Быть бедным – это некрасиво… Разговор начистоту с Андреем Шимко
Андрей Шимко – артист загадочный. Или неразгаданный. Притом, что постоянно находится в ярком свете рампы, в минувшем году ему даже выпала судьба стать «дважды Гамлетом» - в спектакле «Приюта комедианта» «Не Гамлет» и в постановке Молодежного театра на Фонтанке «Король и принц». Вскоре артисту предстоит еще одна необычная роль – Пьеро в пластической драме «Покрывало Пьеретты» в «Приюте комедианта». Тем не менее, такая сверхзанятость профессиональных актерских проблем не отменяет. Об этом беседует с артистом известный критик, театровед, профессор СПГАТИ Елена Маркова.
Маркова.-До перестройки многие артисты часто (и справедливо) жаловались на невостребованность. Театров у нас было мало. Все они были государственными, а значит – подконтрольными. Многое было запрещено. Личная инициатива пресекалась на корню. Иногда актеры, не вписывавшиеся в плановые постановки, могли годами ничего не играть, числясь в труппе и даже получая зарплату.
Нынче вроде бы все изменилось: театров много, ставить и играть можно практически все, что хочешь и где хочешь. И артистам, казалось бы, грех жаловаться на невостребованность, сегодня редко кто из них работает в одном театре.
Вот Вы, например - актер Молодежного театра, но при этом заняты в нескольких проектах: и театра “Приют комедианта”, и театра “Фарсы”, и ТЮЗа, и театра “Комедианты”. Параллельно со всем этим вы достаточно часто снимаетесь в кино, в том числе и в пресловутых сериалах. А еще – ведете вместе с Сергеем Бызгу и другими артистами большой детский коллектив.
В общем, весьма и весьма бурная деятельность! В глазах-то не мелькает? Мыслимое ли дело, держать в душе и теле такое количество всего. Чем оправдан такой безумный темп творчества?

:::::

# УСЛОВИЕ ЗАДАНИЯ
Повторите полностью и дословно текст беседы с Андреем Шимко. Материал для выполнения задания не понадобится.

:::::

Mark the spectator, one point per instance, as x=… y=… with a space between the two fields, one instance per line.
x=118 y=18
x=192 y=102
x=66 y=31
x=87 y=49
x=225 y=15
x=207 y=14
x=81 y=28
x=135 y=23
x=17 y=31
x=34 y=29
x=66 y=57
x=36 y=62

:::::

# ОТВЕТ К УПРАЖНЕНИЮ
Быть бедным – это некрасиво… Разговор начистоту с Андреем Шимко
Андрей Шимко – артист загадочный. Или неразгаданный. Притом, что постоянно находится в ярком свете рампы, в минувшем году ему даже выпала судьба стать «дважды Гамлетом» - в спектакле «Приюта комедианта» «Не Гамлет» и в постановке Молодежного театра на Фонтанке «Король и принц». Вскоре артисту предстоит еще одна необычная роль – Пьеро в пластической драме «Покрывало Пьеретты» в «Приюте комедианта». Тем не менее, такая сверхзанятость профессиональных актерских проблем не отменяет. Об этом беседует с артистом известный критик, театровед, профессор СПГАТИ Елена Маркова.
Маркова.-До перестройки многие артисты часто (и справедливо) жаловались на невостребованность. Театров у нас было мало. Все они были государственными, а значит – подконтрольными. Многое было запрещено. Личная инициатива пресекалась на корню. Иногда актеры, не вписывавшиеся в плановые постановки, могли годами ничего не играть, числясь в труппе и даже получая зарплату.
Нынче вроде бы все изменилось: театров много, ставить и играть можно практически все, что хочешь и где хочешь. И артистам, казалось бы, грех жаловаться на невостребованность, сегодня редко кто из них работает в одном театре.
Вот Вы, например - актер Молодежного театра, но при этом заняты в нескольких проектах: и театра “Приют комедианта”, и театра “Фарсы”, и ТЮЗа, и театра “Комедианты”. Параллельно со всем этим вы достаточно часто снимаетесь в кино, в том числе и в пресловутых сериалах. А еще – ведете вместе с Сергеем Бызгу и другими артистами большой детский коллектив.
В общем, весьма и весьма бурная деятельность! В глазах-то не мелькает? Мыслимое ли дело, держать в душе и теле такое количество всего. Чем оправдан такой безумный темп творчества?